Task: Extract, exactly and without pictures, every line from the one that includes "Mark a dot on every instance of the rescue" through the final line of the material below.

-- START --

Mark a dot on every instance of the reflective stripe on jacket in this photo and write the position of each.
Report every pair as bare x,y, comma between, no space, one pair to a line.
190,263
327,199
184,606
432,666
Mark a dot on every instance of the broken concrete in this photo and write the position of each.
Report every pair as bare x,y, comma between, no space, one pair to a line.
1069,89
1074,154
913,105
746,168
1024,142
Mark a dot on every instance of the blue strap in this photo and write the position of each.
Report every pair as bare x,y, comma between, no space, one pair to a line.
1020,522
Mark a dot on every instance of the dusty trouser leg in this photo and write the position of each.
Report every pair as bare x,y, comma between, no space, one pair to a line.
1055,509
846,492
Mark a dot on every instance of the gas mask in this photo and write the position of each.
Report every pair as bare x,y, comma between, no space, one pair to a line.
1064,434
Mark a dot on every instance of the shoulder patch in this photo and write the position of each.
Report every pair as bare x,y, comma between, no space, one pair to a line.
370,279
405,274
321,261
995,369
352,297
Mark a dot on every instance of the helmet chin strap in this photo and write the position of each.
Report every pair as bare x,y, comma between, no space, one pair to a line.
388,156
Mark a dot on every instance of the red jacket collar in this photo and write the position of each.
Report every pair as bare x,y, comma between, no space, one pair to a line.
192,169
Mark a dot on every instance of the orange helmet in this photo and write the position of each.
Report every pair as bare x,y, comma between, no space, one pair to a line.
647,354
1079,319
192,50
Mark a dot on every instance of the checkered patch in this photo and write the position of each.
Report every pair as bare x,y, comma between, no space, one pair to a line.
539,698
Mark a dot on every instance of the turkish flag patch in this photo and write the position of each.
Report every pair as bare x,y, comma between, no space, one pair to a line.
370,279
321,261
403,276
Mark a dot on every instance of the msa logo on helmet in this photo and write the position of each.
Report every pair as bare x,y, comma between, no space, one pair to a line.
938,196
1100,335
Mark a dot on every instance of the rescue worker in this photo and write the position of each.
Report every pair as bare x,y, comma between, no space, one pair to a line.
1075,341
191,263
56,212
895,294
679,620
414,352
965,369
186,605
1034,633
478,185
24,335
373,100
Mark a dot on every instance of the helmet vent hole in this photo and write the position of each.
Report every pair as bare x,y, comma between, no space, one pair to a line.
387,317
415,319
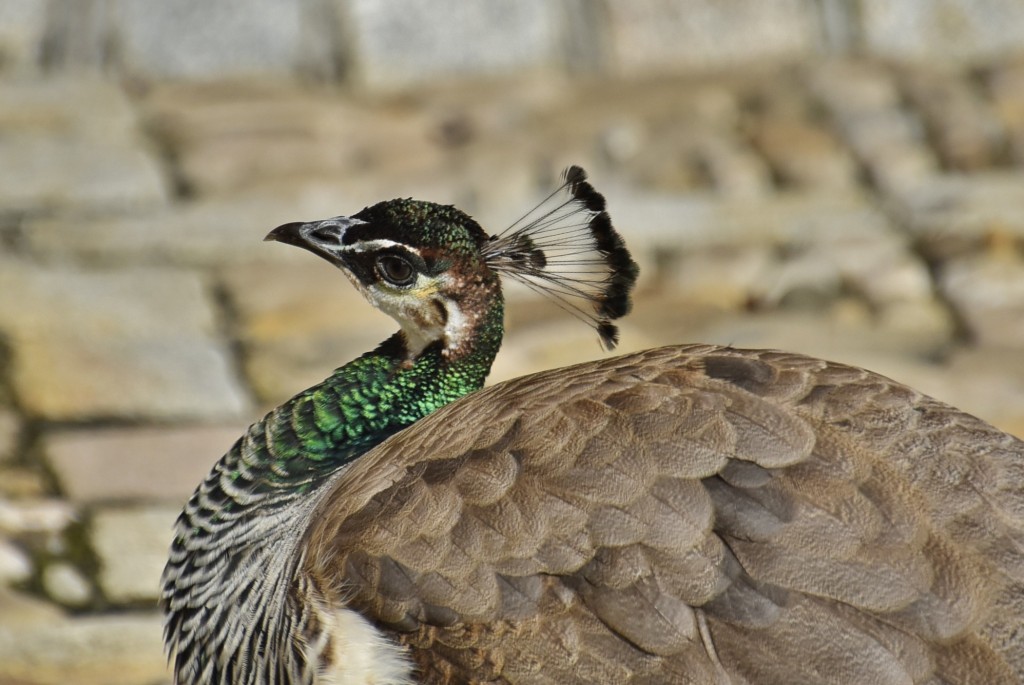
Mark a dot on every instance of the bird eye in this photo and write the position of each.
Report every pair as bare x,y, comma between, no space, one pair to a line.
395,270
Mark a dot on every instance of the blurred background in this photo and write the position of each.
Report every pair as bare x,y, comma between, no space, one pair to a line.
839,177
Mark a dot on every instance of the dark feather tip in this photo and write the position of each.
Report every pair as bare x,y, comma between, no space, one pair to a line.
608,333
591,199
573,176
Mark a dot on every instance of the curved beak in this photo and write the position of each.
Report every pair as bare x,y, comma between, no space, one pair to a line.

-- END --

Answer for this exercise:
Mark a dot on every instance of the rescue worker in this photo and write the position of each.
Report every pair as bare x,y, comma between, no space, one pair to a line.
1075,341
191,263
56,212
895,294
679,620
414,352
965,369
186,605
1034,633
478,185
24,335
373,100
Mark a dot on every instance of the helmet vent hole in this photo and write the position of each.
Report every pair as bare x,y, comma between, no space, one pair to a line.
387,317
415,319
Mark a dot on every instance of the bird eye in this photo and write the position of each.
Report every pair as bare x,y, comma between, no space, one pair to a line.
395,270
Mark a dot on every instance of the blurred background in this photo and write the position of each.
Report every pair as bare x,y, comma between, no space, one pair to a line.
839,177
Mark a dot on every instance of the dark feather tip in this photo and write the position of each.
Report every pair as bare x,y, comma between, no space, one pair to a line.
608,333
591,199
573,176
Mark a dot on every instance of the curved beak in this photo and write the position of each.
Report every pair as bare x,y, comma between, no space, one pair to a line.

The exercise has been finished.